Point localization data:
━━━━━━

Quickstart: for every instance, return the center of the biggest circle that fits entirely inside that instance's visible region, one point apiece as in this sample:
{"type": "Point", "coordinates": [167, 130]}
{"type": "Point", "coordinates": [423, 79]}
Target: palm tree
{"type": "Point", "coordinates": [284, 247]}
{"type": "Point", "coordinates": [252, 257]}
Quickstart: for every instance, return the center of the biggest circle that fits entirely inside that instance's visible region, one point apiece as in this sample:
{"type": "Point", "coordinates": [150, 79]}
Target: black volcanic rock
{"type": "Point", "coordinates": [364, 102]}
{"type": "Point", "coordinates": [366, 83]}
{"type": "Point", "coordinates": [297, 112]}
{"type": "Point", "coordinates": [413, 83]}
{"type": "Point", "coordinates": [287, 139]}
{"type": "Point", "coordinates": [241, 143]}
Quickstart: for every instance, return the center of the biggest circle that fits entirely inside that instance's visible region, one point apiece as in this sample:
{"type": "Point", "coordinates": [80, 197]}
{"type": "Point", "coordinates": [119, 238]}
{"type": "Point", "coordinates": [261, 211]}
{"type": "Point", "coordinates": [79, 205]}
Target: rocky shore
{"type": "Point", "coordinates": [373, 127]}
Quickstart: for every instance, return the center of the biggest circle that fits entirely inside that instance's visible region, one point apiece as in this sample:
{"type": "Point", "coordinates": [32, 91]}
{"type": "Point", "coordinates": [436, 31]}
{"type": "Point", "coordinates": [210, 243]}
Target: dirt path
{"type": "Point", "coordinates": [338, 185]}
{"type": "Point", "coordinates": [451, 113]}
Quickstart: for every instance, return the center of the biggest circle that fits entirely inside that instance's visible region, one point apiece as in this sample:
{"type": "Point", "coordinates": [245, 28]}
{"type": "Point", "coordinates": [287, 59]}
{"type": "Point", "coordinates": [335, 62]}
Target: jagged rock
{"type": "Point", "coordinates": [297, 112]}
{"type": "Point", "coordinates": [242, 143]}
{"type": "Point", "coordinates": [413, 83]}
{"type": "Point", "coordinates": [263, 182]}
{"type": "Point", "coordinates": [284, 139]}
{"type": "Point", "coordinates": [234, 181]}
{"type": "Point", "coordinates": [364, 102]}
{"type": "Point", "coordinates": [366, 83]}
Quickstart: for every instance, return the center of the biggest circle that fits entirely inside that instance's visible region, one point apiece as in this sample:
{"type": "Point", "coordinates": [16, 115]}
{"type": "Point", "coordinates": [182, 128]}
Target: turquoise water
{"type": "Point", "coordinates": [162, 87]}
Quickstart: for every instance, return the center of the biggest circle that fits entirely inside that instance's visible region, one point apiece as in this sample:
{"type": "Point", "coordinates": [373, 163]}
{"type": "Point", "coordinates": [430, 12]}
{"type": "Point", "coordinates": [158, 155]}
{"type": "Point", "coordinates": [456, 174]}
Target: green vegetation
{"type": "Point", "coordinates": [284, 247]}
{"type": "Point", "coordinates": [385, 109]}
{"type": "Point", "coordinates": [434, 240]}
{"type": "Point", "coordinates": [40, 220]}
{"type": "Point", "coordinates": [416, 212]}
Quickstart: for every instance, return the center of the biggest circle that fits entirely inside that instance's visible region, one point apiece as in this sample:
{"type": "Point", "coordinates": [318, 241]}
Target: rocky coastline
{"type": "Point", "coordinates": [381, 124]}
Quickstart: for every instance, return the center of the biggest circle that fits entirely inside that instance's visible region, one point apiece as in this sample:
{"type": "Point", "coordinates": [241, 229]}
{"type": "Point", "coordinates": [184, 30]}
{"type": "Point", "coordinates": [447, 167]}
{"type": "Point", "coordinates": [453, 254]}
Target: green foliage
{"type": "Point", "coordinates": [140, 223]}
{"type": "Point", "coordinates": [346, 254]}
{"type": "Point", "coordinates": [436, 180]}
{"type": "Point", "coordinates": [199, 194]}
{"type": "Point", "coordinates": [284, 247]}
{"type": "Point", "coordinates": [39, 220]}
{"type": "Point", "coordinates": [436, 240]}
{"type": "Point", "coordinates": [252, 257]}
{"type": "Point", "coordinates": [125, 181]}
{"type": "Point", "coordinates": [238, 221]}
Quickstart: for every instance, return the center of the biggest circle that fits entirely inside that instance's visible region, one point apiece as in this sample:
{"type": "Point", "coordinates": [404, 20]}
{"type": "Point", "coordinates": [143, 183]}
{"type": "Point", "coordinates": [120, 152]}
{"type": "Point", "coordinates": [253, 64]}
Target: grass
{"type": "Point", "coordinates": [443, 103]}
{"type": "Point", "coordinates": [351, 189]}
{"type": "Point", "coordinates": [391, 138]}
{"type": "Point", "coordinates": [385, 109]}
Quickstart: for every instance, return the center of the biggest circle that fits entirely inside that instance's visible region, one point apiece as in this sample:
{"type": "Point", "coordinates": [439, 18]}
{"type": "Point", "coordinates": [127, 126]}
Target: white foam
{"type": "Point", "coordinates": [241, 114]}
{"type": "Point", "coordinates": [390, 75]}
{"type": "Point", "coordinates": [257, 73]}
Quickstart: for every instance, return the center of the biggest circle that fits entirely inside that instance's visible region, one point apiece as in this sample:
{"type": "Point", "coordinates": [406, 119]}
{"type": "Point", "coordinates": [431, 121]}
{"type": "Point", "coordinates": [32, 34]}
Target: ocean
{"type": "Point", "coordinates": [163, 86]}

━━━━━━

**WHAT IS BEING ASKED**
Take the entries above and transcribe them exactly.

**SOLUTION TO THE EXERCISE**
Quickstart: for every instance, return the center of the biggest circle that fits entirely inside that instance's visible region, one point apiece as in this sample:
{"type": "Point", "coordinates": [167, 130]}
{"type": "Point", "coordinates": [423, 79]}
Target: palm tree
{"type": "Point", "coordinates": [284, 247]}
{"type": "Point", "coordinates": [252, 257]}
Quickstart: for every instance, return the center of the biggest circle that fits entirely inside that instance's visible region, one point apiece as in this sample:
{"type": "Point", "coordinates": [150, 79]}
Target: black volcanic rock
{"type": "Point", "coordinates": [364, 102]}
{"type": "Point", "coordinates": [366, 83]}
{"type": "Point", "coordinates": [297, 112]}
{"type": "Point", "coordinates": [413, 83]}
{"type": "Point", "coordinates": [287, 139]}
{"type": "Point", "coordinates": [241, 143]}
Quickstart: for every instance, return the center of the biggest circle that fits entirely inside that instance's visible region, one point apiece as in this sample:
{"type": "Point", "coordinates": [80, 197]}
{"type": "Point", "coordinates": [119, 238]}
{"type": "Point", "coordinates": [261, 211]}
{"type": "Point", "coordinates": [79, 205]}
Target: rocky shore
{"type": "Point", "coordinates": [373, 127]}
Quickstart: for every instance, return the center of the biggest circle that fits entirely inside that instance's visible region, one point apiece as in this sample:
{"type": "Point", "coordinates": [32, 91]}
{"type": "Point", "coordinates": [436, 31]}
{"type": "Point", "coordinates": [210, 243]}
Target: dirt path
{"type": "Point", "coordinates": [338, 185]}
{"type": "Point", "coordinates": [451, 113]}
Quickstart: for every instance, return the center of the biggest circle that fits entirely inside that instance's visible region, one point apiece as in this sample:
{"type": "Point", "coordinates": [245, 28]}
{"type": "Point", "coordinates": [287, 59]}
{"type": "Point", "coordinates": [335, 62]}
Target: jagged rock
{"type": "Point", "coordinates": [297, 112]}
{"type": "Point", "coordinates": [242, 143]}
{"type": "Point", "coordinates": [413, 83]}
{"type": "Point", "coordinates": [263, 182]}
{"type": "Point", "coordinates": [284, 139]}
{"type": "Point", "coordinates": [234, 181]}
{"type": "Point", "coordinates": [364, 102]}
{"type": "Point", "coordinates": [366, 83]}
Quickstart: for every instance, return the center of the biggest circle that fits entirely inside that instance's visible region, one point apiece as in this sample:
{"type": "Point", "coordinates": [16, 115]}
{"type": "Point", "coordinates": [182, 128]}
Target: turquoise water
{"type": "Point", "coordinates": [162, 87]}
Quickstart: for every instance, return the center of the biggest circle that fits entirely inside that instance's visible region, one point apiece as in this sample:
{"type": "Point", "coordinates": [373, 163]}
{"type": "Point", "coordinates": [430, 12]}
{"type": "Point", "coordinates": [158, 155]}
{"type": "Point", "coordinates": [456, 174]}
Target: green vegetation
{"type": "Point", "coordinates": [284, 247]}
{"type": "Point", "coordinates": [385, 109]}
{"type": "Point", "coordinates": [434, 240]}
{"type": "Point", "coordinates": [40, 220]}
{"type": "Point", "coordinates": [416, 212]}
Quickstart: for every instance, return the center of the biggest circle that fits entirely inside that instance's visible region, one point apiece as in this sample:
{"type": "Point", "coordinates": [318, 241]}
Target: rocky coastline
{"type": "Point", "coordinates": [381, 124]}
Quickstart: for every instance, return the center of the biggest circle that fits entirely inside that instance's visible region, one point apiece as in this sample:
{"type": "Point", "coordinates": [241, 229]}
{"type": "Point", "coordinates": [184, 30]}
{"type": "Point", "coordinates": [447, 167]}
{"type": "Point", "coordinates": [453, 254]}
Target: green foliage
{"type": "Point", "coordinates": [140, 223]}
{"type": "Point", "coordinates": [346, 254]}
{"type": "Point", "coordinates": [436, 180]}
{"type": "Point", "coordinates": [199, 194]}
{"type": "Point", "coordinates": [284, 247]}
{"type": "Point", "coordinates": [39, 220]}
{"type": "Point", "coordinates": [436, 240]}
{"type": "Point", "coordinates": [252, 257]}
{"type": "Point", "coordinates": [125, 181]}
{"type": "Point", "coordinates": [238, 221]}
Quickstart: for every instance, return the center of the biggest circle that fits entirely inside that instance's visible region, one point apiece as in this sample:
{"type": "Point", "coordinates": [404, 20]}
{"type": "Point", "coordinates": [143, 183]}
{"type": "Point", "coordinates": [120, 152]}
{"type": "Point", "coordinates": [253, 64]}
Target: grass
{"type": "Point", "coordinates": [443, 103]}
{"type": "Point", "coordinates": [351, 189]}
{"type": "Point", "coordinates": [391, 138]}
{"type": "Point", "coordinates": [385, 109]}
Quickstart: for every instance, return the center of the biggest circle that fits entirely inside that instance's visible region, one point apiece as in this sample:
{"type": "Point", "coordinates": [439, 18]}
{"type": "Point", "coordinates": [127, 126]}
Target: white foam
{"type": "Point", "coordinates": [241, 114]}
{"type": "Point", "coordinates": [390, 75]}
{"type": "Point", "coordinates": [257, 73]}
Quickstart: for every instance, return the center of the biggest circle that fits entirely inside that instance's visible region, one point apiece as in this sample:
{"type": "Point", "coordinates": [406, 119]}
{"type": "Point", "coordinates": [431, 121]}
{"type": "Point", "coordinates": [32, 34]}
Target: ocean
{"type": "Point", "coordinates": [163, 86]}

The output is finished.